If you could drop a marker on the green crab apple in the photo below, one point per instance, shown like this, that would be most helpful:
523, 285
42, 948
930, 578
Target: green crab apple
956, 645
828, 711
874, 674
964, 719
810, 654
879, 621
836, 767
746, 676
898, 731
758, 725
· · · ·
Each record above should be reproduced in full, exactly as it stands.

EXERCISE ANSWER —
If you could drop a marker on the green crab apple in the photo below, one point per instance, shown like this, that would be most helpful:
523, 285
42, 948
930, 578
Target: green crab apple
956, 645
828, 711
874, 674
964, 719
810, 654
879, 621
836, 767
746, 676
898, 731
758, 725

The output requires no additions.